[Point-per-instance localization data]
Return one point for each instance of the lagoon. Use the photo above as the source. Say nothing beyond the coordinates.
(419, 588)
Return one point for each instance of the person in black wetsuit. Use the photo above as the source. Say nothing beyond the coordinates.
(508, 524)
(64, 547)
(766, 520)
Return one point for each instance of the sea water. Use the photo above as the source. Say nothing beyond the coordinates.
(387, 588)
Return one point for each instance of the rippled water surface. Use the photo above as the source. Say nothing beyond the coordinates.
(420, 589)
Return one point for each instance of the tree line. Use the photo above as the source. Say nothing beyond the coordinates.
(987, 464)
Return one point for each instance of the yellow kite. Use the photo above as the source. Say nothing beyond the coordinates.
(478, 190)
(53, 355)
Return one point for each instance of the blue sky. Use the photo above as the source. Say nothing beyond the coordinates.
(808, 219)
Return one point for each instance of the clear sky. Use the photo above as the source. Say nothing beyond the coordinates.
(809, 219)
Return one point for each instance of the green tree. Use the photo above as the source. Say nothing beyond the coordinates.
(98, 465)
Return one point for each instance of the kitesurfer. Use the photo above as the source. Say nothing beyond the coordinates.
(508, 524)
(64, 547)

- Work item: Word for word, print every line above.

- Finished task:
Return one point for each instance of the lagoon. Use the photo above as the source. Say nothing beyond the coordinates.
(419, 588)
Return one point for each instance of the person in black wetsuit. Use the photo above as the source. Say nothing beyond the coordinates.
(508, 524)
(64, 547)
(766, 520)
Return one point for each instance of the sea water. Use the photo above as the source. Say nothing beyond the coordinates.
(387, 588)
Return one point for each instance of the rippled water surface. Use the photo above as the source. Say nothing beyond the coordinates.
(420, 589)
Return one point for each instance of the tree line. Use the photo above as the source. Say nothing beyond the coordinates.
(987, 464)
Return one point for each instance of the yellow kite. Use the photo above as the source. Say nothing beyond the coordinates.
(478, 190)
(53, 355)
Return one point for each instance of the blue sky. Use the photo above as the source. Say nothing beyond the coordinates.
(808, 219)
Return one point for each instance of the clear sky. Use the photo above as the source. Say nothing beyond the coordinates.
(809, 219)
Return one point for each instance of the green tree. Use the photo above as the source. Say nothing beyond the coordinates.
(98, 465)
Return one point for each instance of the kitesurfer. Use the photo above as the source. Say nothing beyond the coordinates.
(508, 524)
(64, 547)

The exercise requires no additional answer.